SOURCE TEXT:
Mizuno Keizaburo, "Juo-zu (Pictures of the Ten Kings)," Kokka 829 (1961), 152 - 158.
These four Kings of Hell paintings are not only rare examples of early Korean painting, they are the only examples of this subject known to survive from the Koryo dynasty.
In Korea, Zen (Son) Buddhism was the dominant religious sect by the 14th century and paintings of the Ten Kings of Hell were given unusual prominence in Zen temple compounds. They were so popular that they were displayed in their own hall, the Hall of the Underworld Courts, located on the central axis right next to the main hall, the Hall of the Great Hero, which enshrined the image of highest sanctity, the Buddha Shakyamuni. (See Hongnam Kim, the Story of a Painting: A Korean Buddhist Treasure from the Mary and Jackson Burke Foundation (New York: The Asia Society Galleries, 1991, p. 32 and diagram p. 28).
Many Japanese and Chinese sets of ten hanging scrolls of the Ten Kings of Hell have survived (there are about three dozen sets - more than three hundred scrolls - in Japanese collections alone), but the four scrolls shown here appear to be among the earliest of the few Korean examples known at the present time. (There are many Choson dynasty Korean paintings of the Bodhisattva Ksitigarbha surrounded by the Ten Kings of Hell, but they are conceived as single hanging scrolls without judgement scenes and were displayed in the Hall of Ksitigarbha, the savior of those suffering from the torments of hell.) Is is not certain whether the sets of ten were hung sequentially or seperated by odd and even numbers, possibly flanking a central painting of Ksitigarbha.

REQUIRED TASKS:
1. In the passage on the Ten Kings of Hell paintings, what hall was given over to displaying such paintings in Korean Zen temple compounds?
2. Output the stretch of the passage on the Ten Kings of Hell paintings from "These four Kings" through "diagram p. 28).".
3. Pick up the passage on the Ten Kings of Hell paintings after its last sentence and continue it.
The lines play no part in this.

DATA SEGMENT:
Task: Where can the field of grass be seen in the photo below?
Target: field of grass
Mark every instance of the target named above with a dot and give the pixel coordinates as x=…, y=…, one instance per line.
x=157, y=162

SOLVED TASKS:
1. The Hall of the Underworld Courts.

2.
These four Kings of Hell paintings are not only rare examples of early Korean painting, they are the only examples of this subject known to survive from the Koryo dynasty.
In Korea, Zen (Son) Buddhism was the dominant religious sect by the 14th century and paintings of the Ten Kings of Hell were given unusual prominence in Zen temple compounds. They were so popular that they were displayed in their own hall, the Hall of the Underworld Courts, located on the central axis right next to the main hall, the Hall of the Great Hero, which enshrined the image of highest sanctity, the Buddha Shakyamuni. (See Hongnam Kim, the Story of a Painting: A Korean Buddhist Treasure from the Mary and Jackson Burke Foundation (New York: The Asia Society Galleries, 1991, p. 32 and diagram p. 28).

3.
The scrolls were the focus of masses for the dead. In China, from the time apocryphal texts were written and illustrated in the 10th century, the cult of the Ten Kings became one of the most popular in Buddhism. The deceased meets the Ten Kings of Hell one after the other during the three years between death and reincarnation. Each king examines the deeds of the dead and passes judgement; in the end the deceased is sentenced to one of the six realms of rebirth, those of gods, men asuras, animals hungry ghosts, or beings in hell. The meeting with the first king occurs seven days after death, with the second after twice seven days and so on until meeting with the seventh king on the 49th day. The eighth king passes judgement on the 100th day, the ninth after one year, and the tenth after three years. Ceremonies to placate the Kings and ensure one's own felicitous rebirth were performed bi-monthly, but also on the dates when deceased relatives faced judgement.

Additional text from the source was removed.